La debilidad de la estrategia se hace más evidente cuando pasamos a las acciones a largo plazo, cuando hacemos referencia a la Transformación del Gran Oriente Medio. Rusos y europeos prefieren no ahondar demasiado en cuál es el origen real del auge del islamismo, y con facilidad se agarran, sin demasiado convencimiento, a muletillas como la importancia del conflicto israelí-palestino o la guerra de Irak, cuando saben perfectamente que el islamismo es un fenómeno autónomo, lo que no quita que trate de aprovecharse de cualquier causa. Aceptan que los estados musulmanes deben modernizarse, pero no están dispuestos a forzar a sus gobiernos. En concreto, prefieren ganarse su confianza concediendo ayuda económica, a sabiendas de que una buena parte irá a parar a los bolsillos de los propios gobernantes, y evitando hacer críticas.
 
Esperan, así, distraer la atención, y no comprenden que el efecto es el contrario. Por una parte, al ayudar a esos gobiernos se ganan el odio de los islamistas, cuyo objetivo primero y más importante es derribarlos e imponer otros de carácter islamista, donde la sharia reine plenamente. Por otra parte, al ser estos gobiernos la causa principal del crecimiento del islamismo, cuanto más se les apoye y refuerce mayor será la reacción crítica de la población y, consiguientemente, mayores serán las expectativas de crecimiento de las formaciones políticas islamistas. No es casual que si hoy hubiera elecciones limpias en Marruecos y Egipto, dos estados mimados por Occidente, ganarían por mayoría los islamistas.
 
La Guerra contra el Terror requiere de una gran coalición. La alianza heredada de la Guerra Fría, la OTAN, está en profunda crisis. Se está gestando una nueva, formada por un conjunto de grandes democracias. Esta vez no será una entidad occidental, sino global, y Europa corre el riesgo de quedar fuera de juego e instalarse en una posición de irrelevancia internacional.

§ **Registros de datos**

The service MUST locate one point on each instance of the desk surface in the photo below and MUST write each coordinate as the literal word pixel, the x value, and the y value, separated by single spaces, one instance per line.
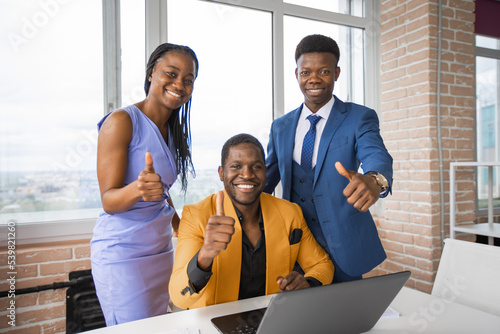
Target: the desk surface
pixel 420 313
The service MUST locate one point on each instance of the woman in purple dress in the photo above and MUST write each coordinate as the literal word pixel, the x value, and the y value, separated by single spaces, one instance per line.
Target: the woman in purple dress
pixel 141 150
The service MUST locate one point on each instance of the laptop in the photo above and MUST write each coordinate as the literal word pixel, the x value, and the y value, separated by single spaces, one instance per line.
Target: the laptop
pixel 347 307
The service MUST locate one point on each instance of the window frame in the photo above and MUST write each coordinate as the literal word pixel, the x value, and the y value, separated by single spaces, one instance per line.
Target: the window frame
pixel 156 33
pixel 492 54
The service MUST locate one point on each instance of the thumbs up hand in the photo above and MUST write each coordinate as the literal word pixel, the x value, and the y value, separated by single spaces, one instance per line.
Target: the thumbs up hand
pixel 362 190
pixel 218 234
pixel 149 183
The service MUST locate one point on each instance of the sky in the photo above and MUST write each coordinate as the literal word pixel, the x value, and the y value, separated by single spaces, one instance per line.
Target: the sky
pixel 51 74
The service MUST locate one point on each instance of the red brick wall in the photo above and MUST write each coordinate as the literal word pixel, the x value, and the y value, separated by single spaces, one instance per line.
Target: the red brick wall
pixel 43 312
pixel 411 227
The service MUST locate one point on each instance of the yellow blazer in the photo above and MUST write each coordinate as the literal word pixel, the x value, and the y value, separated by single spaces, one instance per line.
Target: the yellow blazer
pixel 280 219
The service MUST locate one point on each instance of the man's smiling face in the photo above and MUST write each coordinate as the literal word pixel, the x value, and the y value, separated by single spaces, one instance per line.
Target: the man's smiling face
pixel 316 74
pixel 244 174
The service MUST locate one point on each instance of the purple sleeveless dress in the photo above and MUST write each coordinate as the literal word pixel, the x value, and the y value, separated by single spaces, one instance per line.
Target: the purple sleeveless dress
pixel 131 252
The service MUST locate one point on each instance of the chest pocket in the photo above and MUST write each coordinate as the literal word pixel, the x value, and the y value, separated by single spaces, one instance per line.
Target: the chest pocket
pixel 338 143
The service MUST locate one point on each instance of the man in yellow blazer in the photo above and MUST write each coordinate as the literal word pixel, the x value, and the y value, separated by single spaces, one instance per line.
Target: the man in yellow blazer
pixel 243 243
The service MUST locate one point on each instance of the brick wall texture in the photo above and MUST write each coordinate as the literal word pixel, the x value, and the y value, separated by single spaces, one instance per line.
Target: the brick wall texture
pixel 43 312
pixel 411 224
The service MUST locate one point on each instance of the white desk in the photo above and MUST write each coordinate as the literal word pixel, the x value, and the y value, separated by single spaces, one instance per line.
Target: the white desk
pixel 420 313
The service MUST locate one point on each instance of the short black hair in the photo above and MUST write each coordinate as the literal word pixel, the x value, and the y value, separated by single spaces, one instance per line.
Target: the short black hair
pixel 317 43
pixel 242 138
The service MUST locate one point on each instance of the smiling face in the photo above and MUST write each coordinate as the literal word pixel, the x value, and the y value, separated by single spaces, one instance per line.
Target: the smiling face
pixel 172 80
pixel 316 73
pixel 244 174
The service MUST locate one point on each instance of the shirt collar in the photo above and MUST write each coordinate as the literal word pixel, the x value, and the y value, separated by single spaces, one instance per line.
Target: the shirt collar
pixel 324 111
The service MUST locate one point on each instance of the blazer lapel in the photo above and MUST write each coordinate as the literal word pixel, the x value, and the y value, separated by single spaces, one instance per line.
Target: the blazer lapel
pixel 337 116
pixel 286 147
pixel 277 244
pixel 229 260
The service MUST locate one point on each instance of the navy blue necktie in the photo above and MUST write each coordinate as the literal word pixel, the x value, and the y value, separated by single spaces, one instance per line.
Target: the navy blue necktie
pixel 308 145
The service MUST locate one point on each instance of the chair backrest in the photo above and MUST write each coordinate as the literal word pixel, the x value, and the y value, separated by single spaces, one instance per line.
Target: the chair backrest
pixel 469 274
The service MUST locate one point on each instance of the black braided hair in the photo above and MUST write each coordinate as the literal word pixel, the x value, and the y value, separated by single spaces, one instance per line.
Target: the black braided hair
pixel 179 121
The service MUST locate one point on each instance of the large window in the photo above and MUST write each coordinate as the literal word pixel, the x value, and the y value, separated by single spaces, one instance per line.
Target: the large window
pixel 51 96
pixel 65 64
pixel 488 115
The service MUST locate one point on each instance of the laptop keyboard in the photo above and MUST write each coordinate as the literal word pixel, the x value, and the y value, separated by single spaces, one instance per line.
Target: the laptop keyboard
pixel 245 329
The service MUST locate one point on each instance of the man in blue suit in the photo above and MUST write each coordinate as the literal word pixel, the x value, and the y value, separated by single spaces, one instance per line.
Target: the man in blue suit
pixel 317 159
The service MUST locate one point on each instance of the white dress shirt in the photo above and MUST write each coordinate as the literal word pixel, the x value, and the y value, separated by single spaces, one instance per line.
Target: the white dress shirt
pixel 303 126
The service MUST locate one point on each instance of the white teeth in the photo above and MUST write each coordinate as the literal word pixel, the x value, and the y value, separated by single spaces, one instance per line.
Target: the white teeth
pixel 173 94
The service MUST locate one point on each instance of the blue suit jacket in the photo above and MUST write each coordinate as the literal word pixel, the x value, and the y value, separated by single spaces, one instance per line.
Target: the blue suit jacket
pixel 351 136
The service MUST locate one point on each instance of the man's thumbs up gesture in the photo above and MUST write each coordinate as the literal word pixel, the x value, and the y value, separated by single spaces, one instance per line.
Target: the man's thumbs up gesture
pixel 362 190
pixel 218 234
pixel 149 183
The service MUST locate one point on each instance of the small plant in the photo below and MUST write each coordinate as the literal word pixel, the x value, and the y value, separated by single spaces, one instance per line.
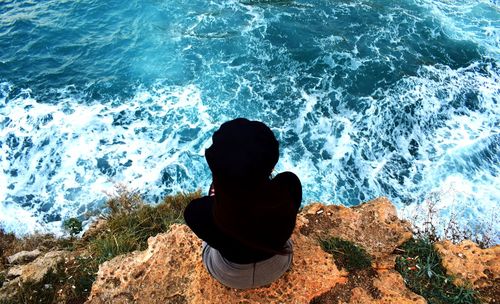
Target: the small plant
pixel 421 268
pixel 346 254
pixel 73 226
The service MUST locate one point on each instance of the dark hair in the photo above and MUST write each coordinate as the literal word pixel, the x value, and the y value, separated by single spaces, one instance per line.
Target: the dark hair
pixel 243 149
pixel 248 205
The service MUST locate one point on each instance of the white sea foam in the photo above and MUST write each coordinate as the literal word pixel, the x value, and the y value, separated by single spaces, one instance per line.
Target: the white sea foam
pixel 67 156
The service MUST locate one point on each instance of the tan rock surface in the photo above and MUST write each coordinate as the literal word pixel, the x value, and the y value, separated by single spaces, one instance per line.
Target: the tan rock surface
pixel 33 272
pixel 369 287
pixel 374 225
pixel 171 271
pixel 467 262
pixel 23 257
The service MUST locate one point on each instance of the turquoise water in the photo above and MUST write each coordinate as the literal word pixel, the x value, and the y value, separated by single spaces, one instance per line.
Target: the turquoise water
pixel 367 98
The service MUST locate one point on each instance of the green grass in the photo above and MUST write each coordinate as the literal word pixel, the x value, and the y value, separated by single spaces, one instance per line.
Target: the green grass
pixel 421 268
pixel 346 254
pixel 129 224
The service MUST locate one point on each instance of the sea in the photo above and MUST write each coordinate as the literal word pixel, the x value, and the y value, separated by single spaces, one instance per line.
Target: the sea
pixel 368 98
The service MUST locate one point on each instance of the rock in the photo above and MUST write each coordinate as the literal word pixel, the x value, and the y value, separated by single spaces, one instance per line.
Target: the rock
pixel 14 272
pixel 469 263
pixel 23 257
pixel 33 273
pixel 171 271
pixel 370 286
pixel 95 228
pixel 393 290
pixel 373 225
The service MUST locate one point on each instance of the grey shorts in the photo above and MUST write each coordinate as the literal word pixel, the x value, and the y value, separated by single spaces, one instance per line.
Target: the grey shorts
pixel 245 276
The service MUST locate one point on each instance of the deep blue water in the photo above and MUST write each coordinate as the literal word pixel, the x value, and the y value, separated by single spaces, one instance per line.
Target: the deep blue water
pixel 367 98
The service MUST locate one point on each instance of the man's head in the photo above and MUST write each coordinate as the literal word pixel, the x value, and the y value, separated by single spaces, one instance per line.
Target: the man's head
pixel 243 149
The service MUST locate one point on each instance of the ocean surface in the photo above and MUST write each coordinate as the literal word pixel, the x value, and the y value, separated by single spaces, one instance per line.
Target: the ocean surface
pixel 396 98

==

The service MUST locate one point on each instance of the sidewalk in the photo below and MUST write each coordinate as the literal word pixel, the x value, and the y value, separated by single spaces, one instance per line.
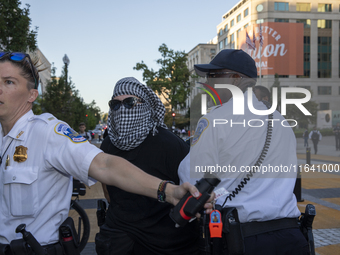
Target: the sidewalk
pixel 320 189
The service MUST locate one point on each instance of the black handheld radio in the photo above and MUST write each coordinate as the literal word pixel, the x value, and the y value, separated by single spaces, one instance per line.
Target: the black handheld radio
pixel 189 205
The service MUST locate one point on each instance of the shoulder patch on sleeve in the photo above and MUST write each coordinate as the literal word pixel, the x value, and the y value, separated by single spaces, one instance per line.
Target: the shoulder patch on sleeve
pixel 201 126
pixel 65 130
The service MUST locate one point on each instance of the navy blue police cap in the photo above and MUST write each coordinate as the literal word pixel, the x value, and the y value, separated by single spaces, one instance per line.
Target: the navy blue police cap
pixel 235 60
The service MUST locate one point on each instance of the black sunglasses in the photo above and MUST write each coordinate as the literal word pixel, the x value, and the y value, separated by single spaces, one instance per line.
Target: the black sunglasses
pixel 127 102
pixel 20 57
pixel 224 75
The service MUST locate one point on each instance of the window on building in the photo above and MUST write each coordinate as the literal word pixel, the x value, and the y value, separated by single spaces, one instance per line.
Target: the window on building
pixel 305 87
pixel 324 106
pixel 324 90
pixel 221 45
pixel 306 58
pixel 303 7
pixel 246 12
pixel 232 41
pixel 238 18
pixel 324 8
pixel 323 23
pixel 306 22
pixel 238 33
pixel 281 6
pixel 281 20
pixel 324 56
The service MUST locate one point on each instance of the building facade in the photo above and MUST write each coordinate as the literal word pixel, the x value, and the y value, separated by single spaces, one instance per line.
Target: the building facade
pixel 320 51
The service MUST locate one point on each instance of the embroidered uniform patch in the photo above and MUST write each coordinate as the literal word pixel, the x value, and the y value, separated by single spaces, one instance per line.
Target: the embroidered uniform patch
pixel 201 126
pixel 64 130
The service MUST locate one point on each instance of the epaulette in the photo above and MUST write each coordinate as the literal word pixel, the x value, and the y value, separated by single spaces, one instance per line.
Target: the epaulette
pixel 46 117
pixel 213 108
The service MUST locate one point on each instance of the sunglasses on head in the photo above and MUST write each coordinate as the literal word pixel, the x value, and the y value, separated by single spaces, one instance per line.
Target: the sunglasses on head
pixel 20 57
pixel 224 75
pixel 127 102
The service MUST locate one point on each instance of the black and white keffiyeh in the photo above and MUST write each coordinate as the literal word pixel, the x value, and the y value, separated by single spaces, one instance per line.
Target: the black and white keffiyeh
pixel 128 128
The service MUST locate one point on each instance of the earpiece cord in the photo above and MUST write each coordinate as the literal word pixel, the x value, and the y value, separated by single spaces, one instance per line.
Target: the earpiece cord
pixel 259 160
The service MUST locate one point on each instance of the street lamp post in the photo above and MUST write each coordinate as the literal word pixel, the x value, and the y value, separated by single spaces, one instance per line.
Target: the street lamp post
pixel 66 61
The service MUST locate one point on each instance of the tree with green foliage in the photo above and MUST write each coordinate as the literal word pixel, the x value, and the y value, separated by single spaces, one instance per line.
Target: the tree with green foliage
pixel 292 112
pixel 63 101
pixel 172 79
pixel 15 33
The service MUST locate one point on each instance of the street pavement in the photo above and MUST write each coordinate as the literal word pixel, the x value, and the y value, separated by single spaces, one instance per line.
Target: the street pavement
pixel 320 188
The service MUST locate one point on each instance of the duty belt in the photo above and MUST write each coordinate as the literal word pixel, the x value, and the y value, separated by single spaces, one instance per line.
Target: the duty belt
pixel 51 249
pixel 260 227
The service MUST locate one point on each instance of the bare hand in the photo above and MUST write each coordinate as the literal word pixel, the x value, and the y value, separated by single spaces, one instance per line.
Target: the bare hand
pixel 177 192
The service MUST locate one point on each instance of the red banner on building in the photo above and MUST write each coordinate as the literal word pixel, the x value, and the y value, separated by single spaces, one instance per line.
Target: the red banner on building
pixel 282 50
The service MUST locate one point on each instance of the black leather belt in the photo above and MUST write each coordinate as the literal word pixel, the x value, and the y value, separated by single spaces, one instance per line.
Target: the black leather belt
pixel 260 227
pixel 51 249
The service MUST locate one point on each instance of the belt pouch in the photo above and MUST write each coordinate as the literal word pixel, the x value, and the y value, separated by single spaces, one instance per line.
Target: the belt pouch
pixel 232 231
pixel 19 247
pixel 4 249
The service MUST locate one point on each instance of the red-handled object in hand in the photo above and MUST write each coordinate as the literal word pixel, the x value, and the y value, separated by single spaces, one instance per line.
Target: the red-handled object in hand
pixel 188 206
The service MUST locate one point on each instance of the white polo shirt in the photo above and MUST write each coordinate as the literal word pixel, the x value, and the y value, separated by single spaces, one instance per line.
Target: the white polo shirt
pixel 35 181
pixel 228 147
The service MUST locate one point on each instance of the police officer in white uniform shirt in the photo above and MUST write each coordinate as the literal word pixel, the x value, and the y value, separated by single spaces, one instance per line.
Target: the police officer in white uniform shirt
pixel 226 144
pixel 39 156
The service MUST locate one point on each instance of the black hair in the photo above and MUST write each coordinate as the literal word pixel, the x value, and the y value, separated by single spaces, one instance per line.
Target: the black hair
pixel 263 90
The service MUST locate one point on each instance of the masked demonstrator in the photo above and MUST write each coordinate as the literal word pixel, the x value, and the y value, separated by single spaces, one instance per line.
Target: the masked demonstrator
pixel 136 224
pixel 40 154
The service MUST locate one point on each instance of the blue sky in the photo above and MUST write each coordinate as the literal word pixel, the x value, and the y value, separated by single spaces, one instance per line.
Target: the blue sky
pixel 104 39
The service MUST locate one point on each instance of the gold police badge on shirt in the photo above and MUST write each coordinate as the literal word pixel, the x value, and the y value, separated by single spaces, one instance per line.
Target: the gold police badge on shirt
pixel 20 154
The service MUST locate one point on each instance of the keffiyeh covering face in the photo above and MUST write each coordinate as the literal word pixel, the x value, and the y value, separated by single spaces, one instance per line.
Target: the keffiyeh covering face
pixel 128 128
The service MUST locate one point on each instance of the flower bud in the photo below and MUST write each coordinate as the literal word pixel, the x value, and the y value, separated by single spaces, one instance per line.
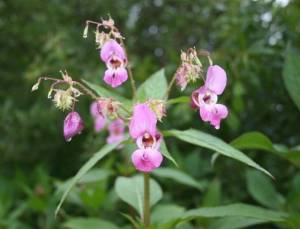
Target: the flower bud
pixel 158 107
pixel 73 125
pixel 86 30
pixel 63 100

§ **Instrucciones y requisitos**
Según el texto sobre la Guerra contra el Terror, ¿qué dos estados mimados por Occidente elegirían hoy a los islamistas por mayoría en unas elecciones limpias? Los ítems provienen de una fuente distinta a la del texto.

§ **Respuesta escrita**
Marruecos y Egipto.